PROBLEMS AND TASKS.
• a. Which years are mentioned in the text on L'Alfàs del Pi?
• b. Output the passage of the text on L'Alfàs del Pi from "- • Total: 21,080" to "of Serra Gelada.", word for word.

SOURCE EXTRACT.
+--
Population (2025-01-01)
- • Total: 21,080
- • Density: 1,094/km^{2} (2,835/sq mi)
- Demonym(s): alfassí, -ina (Val.) alfasino, -a (Sp.)
- Time zone: UTC+1 (CET)
- • Summer (DST): UTC+2 (CEST)
- Postal code: 03580–03581
- Official language(s): Spanish and Valencian
- Website: www.lalfas.com

= L'Alfàs del Pi =

L'Alfàs del Pi (/ca-valencia/; Alfaz del Pi /es/) is a Valencian town and municipality located in the comarca of Marina Baixa, in the province of Alicante, Spain, lying at the foot of Serra Gelada.

L'Alfàs del Pi has an area of 19.3 km^{2} and, according to the 2011 census, a total population of 19,802 inhabitants; the latest official estimate (as at 2019) is 20,482. As of 2005, the town had the second largest concentration of Norwegian residents abroad, along with sizable Dutch and English communities. The economy of L'Alfàs del Pi is mainly based on tourism. The most important monument in the city is the Catholic church of Crist del Bon Encert, built in 1784. The town's symbol is a pine tree, which can be found in the church square. It is home to a nationally renowned film festival which runs each year.
+--
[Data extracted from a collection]
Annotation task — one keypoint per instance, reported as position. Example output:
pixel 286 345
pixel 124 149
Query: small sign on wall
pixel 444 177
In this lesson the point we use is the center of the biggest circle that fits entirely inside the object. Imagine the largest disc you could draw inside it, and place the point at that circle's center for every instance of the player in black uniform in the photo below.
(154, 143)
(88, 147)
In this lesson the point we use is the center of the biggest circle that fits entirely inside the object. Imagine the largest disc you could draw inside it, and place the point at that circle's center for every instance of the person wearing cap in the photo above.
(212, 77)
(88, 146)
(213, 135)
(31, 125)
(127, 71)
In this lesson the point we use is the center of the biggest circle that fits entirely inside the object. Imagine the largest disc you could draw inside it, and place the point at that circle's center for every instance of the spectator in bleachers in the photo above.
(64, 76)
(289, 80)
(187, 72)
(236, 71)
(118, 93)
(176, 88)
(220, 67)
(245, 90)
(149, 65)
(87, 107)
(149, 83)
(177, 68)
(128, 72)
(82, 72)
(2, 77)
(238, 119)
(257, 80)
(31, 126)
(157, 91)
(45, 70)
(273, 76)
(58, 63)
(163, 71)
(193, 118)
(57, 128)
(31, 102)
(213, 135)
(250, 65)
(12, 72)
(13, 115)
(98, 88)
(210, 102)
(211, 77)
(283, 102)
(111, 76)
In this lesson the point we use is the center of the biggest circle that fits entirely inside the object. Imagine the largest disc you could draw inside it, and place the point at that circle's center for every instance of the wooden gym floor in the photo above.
+--
ANSWERS TO THE EXERCISES.
• a. 2025, 2011, 2019, 2005, 1784

• b.
- • Total: 21,080
- • Density: 1,094/km^{2} (2,835/sq mi)
- Demonym(s): alfassí, -ina (Val.) alfasino, -a (Sp.)
- Time zone: UTC+1 (CET)
- • Summer (DST): UTC+2 (CEST)
- Postal code: 03580–03581
- Official language(s): Spanish and Valencian
- Website: www.lalfas.com

= L'Alfàs del Pi =

L'Alfàs del Pi (/ca-valencia/; Alfaz del Pi /es/) is a Valencian town and municipality located in the comarca of Marina Baixa, in the province of Alicante, Spain, lying at the foot of Serra Gelada.